Naser Al Sughaiyer is the founder of The Human Lab, an interactive space to practise being human in the Middle East and North Africa (MENA) that aims to get people to open up and connect with each other. It also researches and creates new work in social and emotional health for the Arab world.
We leapt at the chance to speak with Naser and were set to have a traditional interview but instead, our session turned into an in-depth look into his philosophy and human nature, especially right now when we’re more connected than ever by technology but also so disconnected because of it.
We heard that you’re closing your social media accounts. Is that true? Why?
Yes, I’m closing my personal accounts. The Human Labs’ accounts will stay though, so don’t worry about them. [laughs]
How does that make you feel?
I’m in a transitional phase and I want to give space to everything that I’m feeling…both grieve and doubt; hope and excitement… this space of not knowing is a blessing! That’s where old stories collapse and new stories slowly emerge and present themselves to me…I trust that my worldview and beliefs are shifting through this transition.
Did something trigger you to take this decision?
It was something that I’d been thinking about for a long time. I even wrote down a long list of reasons for why I am leaving [laughs]. If I want to summarize it in one line, it will be this: “I decided that I was going to stop playing the virtual game and focus on playing the game of life.”
What do you think about how toxic social media’s become nowadays?
Social media’s lost its way. It started out brilliantly as a way to find friends or re-connect but now we’re heading to the next crisis because of it. Privacy, information…it’s already jeopardizing society on all levels – take the U.S. elections, for example.
Do you think there’s a way to reverse it or adjust the way social media platforms are built or run?
It’s difficult because the algorithms are only getting smarter. It feels like we can’t catch up, no matter what we do since we are constantly, volantarily, feeding them information.
I know that I’m just a tiny drop in this huge bucket but I have faith that more people will start leaving social media, which may trigger a much-needed change.
That’s understandable but aren’t you concerned that you’ll miss out on important conversations or moments?
For sure, FOMO [fear of missing out] is something that I’m wrestling with right now [laughs] but I realised that for many people, the pain of leaving is more than the pain of staying, which is why they remain, and I wanted to break that cycle for me.
I think people have forgotten that there’s a whole world out there that they can feed off to get their connections, inspirations…but they’re stuck focusing on the facade presented to them on each platform.
I’m not saying that it’ll be easy – I’m definitely going to feel a strong longing to go back online, especially since most of my support is virtual but I have faith that things wll work out.
Why do you think that people are obsessed with social media to the point of spending hours each day on different platforms?
I think it has to do with the concept of having another ‘you’ online. It’s fun to have another Naser on social media but we need to realise that one version of us – one Naser, so to speak – is enough. We don’t need to divide ourselves into all these different personas but at the same time it feels impossible to be just one version of ourselves. It’s a difficult polarity to exist in.
The pandemic has definitely contributed to people’s increased usage of social media.
Oh yes. I was shocked when I read about just how much it shifted people’s behaviour and online habits.
I started wondering: why are people using social media so much now? How is this impacting them?
People are starting to recognise their voice and values as well as realise that they need a channel to share their thoughts. It’s becoming easier and easier every day to achieve that..I’ve also noticed that people are turning to specific things on different platforms: TikTok for fun, crazy stuff; Facebook and Twitter for political stuff and news/what’s happening right now; Instagram for spirituality and wellness..

——————————

Exercises to complete:
A: Copy the stretch of the interview from "The pandemic has" through "this impacting them?".
B: Answer these questions using the interview:
(i) What is the name of the space that Naser Al Sughaiyer founded?
(ii) Which platform does he say people turn to for spirituality and wellness?
(iii) What example does he give of social media jeopardizing society?
The rows placed after the interview can be ignored.

[Data excerpts]
——————————

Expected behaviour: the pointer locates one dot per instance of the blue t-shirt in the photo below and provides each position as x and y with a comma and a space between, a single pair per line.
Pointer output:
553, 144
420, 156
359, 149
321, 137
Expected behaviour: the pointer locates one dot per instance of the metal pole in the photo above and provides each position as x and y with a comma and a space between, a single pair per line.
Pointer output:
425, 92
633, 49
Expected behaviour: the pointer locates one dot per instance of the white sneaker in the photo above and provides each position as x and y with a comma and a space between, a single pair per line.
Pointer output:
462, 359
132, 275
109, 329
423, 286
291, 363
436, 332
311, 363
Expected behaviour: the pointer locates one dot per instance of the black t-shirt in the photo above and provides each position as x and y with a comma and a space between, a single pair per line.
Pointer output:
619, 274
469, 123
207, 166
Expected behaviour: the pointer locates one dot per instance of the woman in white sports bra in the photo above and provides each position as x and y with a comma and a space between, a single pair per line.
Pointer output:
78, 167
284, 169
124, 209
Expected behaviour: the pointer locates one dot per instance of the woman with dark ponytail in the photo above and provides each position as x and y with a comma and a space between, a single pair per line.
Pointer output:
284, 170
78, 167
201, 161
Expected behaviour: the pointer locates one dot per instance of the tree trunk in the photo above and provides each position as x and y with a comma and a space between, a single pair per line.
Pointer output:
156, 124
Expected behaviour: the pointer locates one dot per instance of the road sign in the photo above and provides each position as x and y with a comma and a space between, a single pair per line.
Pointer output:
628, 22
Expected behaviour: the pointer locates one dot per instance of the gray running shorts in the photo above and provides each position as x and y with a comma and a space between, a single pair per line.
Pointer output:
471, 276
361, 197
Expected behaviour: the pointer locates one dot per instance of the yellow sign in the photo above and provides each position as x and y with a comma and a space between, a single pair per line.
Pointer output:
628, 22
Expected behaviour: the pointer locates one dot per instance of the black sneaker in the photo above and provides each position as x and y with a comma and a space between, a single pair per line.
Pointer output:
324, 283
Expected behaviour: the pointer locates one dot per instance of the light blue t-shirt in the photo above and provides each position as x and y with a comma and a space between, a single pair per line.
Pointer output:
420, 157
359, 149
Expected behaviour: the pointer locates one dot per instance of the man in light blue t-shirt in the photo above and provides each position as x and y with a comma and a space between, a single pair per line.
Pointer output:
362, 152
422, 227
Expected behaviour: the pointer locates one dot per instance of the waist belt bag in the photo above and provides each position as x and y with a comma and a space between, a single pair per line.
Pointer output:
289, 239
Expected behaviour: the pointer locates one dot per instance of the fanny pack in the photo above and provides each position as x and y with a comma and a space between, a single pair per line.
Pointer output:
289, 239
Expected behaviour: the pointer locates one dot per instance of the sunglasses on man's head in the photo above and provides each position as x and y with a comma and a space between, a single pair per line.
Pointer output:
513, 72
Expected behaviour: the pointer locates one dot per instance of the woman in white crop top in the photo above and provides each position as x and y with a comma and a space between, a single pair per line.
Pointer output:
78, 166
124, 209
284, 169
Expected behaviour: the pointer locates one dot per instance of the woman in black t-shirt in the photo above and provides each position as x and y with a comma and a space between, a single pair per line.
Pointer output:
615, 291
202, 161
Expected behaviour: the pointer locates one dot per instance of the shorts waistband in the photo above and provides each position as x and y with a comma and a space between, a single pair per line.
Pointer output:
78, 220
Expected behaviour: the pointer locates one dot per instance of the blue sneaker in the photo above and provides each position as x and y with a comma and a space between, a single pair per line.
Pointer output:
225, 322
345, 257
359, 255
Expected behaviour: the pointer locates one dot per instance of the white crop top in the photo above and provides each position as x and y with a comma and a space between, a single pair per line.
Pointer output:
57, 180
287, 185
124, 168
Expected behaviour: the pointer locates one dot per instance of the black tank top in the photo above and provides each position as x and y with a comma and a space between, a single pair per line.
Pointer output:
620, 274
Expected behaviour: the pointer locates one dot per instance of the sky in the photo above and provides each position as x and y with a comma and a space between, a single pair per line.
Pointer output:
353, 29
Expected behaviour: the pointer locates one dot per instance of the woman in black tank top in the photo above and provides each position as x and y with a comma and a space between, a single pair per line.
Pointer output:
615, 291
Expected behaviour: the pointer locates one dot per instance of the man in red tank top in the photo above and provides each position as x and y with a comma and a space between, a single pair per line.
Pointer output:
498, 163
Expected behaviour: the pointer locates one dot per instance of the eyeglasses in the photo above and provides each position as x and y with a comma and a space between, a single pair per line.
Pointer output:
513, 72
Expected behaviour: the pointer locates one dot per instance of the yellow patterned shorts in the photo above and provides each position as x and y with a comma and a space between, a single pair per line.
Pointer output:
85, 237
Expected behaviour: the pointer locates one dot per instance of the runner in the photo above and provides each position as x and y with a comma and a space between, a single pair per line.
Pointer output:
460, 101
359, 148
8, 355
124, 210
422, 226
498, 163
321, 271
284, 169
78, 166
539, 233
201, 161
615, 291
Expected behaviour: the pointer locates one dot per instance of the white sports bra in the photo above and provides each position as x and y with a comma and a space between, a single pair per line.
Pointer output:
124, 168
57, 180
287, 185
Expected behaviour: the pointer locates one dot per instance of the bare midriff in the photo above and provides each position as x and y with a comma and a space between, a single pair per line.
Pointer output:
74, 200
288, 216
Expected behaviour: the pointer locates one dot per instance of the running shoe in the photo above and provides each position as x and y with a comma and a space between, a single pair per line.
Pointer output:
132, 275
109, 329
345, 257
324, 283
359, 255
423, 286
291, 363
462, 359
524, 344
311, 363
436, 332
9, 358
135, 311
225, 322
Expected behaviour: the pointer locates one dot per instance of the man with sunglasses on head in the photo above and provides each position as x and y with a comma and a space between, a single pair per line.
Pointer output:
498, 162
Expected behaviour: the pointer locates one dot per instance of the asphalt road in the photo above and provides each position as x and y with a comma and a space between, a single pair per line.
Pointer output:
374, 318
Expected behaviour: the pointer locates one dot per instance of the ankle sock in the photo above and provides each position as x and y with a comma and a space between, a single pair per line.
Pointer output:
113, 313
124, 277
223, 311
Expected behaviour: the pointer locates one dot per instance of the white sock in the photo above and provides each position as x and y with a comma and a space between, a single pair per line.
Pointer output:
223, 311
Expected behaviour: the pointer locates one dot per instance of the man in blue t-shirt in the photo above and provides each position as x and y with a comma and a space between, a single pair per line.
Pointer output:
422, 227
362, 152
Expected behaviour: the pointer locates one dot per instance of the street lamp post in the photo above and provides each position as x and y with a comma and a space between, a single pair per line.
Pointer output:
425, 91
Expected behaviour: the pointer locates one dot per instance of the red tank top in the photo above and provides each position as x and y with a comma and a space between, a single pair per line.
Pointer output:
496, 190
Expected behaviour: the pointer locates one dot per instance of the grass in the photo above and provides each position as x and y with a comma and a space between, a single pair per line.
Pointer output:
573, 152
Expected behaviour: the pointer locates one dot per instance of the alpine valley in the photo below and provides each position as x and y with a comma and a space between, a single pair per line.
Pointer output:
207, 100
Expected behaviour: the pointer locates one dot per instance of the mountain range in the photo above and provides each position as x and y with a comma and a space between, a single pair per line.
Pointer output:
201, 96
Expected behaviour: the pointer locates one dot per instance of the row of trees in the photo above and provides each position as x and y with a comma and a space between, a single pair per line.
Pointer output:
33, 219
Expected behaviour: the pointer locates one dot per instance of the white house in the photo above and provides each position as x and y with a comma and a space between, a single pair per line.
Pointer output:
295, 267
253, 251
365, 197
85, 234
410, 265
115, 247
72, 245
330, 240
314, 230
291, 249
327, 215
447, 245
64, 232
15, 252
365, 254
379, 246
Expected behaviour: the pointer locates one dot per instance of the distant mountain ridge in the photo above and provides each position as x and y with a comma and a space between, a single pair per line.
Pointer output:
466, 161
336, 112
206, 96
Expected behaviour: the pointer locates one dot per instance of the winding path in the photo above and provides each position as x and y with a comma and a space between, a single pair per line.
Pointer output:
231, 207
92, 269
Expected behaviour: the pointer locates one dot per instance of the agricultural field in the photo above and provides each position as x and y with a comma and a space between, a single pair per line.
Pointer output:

——————————

Task answers:
A:
The pandemic has definitely contributed to people’s increased usage of social media.
Oh yes. I was shocked when I read about just how much it shifted people’s behaviour and online habits.
I started wondering: why are people using social media so much now? How is this impacting them?

B:
(i) The Human Lab
(ii) Instagram
(iii) The U.S. elections